(Object pointing dataset rows)
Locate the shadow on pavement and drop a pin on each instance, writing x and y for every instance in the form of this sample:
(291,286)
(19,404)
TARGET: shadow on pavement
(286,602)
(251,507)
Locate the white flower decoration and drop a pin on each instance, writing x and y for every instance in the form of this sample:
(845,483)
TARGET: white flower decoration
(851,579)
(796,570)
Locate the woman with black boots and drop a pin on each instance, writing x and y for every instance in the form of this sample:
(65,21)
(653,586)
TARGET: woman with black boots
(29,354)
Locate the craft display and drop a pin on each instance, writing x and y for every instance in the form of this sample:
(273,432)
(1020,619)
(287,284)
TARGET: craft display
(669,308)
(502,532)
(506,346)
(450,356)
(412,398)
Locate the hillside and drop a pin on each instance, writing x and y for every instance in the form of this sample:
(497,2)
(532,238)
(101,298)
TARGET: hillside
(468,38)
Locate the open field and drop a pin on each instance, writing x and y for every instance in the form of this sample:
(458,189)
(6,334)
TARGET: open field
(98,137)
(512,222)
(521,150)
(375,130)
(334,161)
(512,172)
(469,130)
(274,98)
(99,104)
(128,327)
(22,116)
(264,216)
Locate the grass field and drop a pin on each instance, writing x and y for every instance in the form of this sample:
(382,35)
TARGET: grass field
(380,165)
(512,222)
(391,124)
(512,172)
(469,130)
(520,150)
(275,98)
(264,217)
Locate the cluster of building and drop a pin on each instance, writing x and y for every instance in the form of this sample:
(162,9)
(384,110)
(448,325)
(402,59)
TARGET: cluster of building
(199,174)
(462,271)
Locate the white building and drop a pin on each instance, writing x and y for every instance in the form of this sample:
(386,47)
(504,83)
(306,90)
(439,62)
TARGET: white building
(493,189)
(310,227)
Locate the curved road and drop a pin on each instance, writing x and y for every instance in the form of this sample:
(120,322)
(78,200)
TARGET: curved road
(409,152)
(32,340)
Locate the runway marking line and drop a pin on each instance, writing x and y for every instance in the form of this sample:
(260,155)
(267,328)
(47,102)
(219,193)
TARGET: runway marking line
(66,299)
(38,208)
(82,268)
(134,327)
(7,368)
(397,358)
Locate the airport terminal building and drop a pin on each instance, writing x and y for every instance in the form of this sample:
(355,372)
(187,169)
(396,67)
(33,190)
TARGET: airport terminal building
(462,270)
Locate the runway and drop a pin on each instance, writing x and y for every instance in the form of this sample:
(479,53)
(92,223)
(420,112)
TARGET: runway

__WORK INSTRUCTIONS__
Quote all of the records above verbatim, reproducing every line without any change.

__OUTPUT FOR THIS EXERCISE__
Locate the shadow on pavement and drop a pin on each instance, writing x and y for every instance in the form of this sample:
(291,286)
(19,404)
TARGET: shadow on pavement
(286,602)
(251,507)
Locate the white flower decoration and drop a pin on each instance, writing x and y for every instance in the form of this sample:
(845,483)
TARGET: white flower decoration
(851,579)
(796,570)
Locate the woman with black boots and drop a pin on each instance, writing x and y for every instance in the form of this sample:
(65,21)
(653,586)
TARGET: woman with black boots
(29,354)
Locate the craft display and drop a pin on each instance, writing x and y for every instance in the form of this sample:
(273,432)
(1020,619)
(287,284)
TARGET: craft display
(669,308)
(502,532)
(506,346)
(450,356)
(412,398)
Locate the hillside and drop a pin on each instance, writing x and y for every instance in the form of this sample:
(497,2)
(532,238)
(101,298)
TARGET: hillside
(468,38)
Locate the open field and drop a pin on each instance, writing x and y for every instance in the form of this sample:
(458,189)
(6,334)
TARGET: open field
(98,137)
(512,222)
(521,150)
(375,130)
(334,161)
(512,172)
(469,130)
(274,98)
(99,104)
(128,327)
(22,116)
(264,216)
Locate the grass field and drop a pin on each instance, writing x and y for every instance in the form of this sample:
(382,35)
TARGET: grass field
(380,165)
(512,222)
(391,124)
(512,172)
(469,130)
(520,150)
(275,98)
(264,217)
Locate the cluster of building and drop a pin on each instance, writing x and y for every instance in the form of this sample:
(162,9)
(384,110)
(448,325)
(402,59)
TARGET: cluster of building
(199,174)
(462,271)
Locate the white building and drop a pin on each instance, writing x and y for every instance in the form of this sample:
(386,47)
(504,83)
(306,90)
(439,62)
TARGET: white building
(493,189)
(310,227)
Locate the curved road and drop a pin on each instance, writing x and y for every instance in the form of this sample:
(120,322)
(78,200)
TARGET: curved road
(409,152)
(32,340)
Locate the runway marking line and drop a pin on each instance, writing x and y for every instance in the form of this sample:
(260,155)
(267,328)
(47,102)
(219,193)
TARGET: runway marking line
(66,299)
(38,208)
(82,268)
(134,327)
(7,368)
(397,358)
Locate the airport terminal building and drop a pin on each instance, writing x and y for every instance in the form of this sample:
(355,372)
(187,169)
(396,67)
(33,190)
TARGET: airport terminal building
(462,270)
Locate the runway and drop a pin on each instance, writing x and y for every instance in the form of this sample:
(479,53)
(92,223)
(420,112)
TARGET: runway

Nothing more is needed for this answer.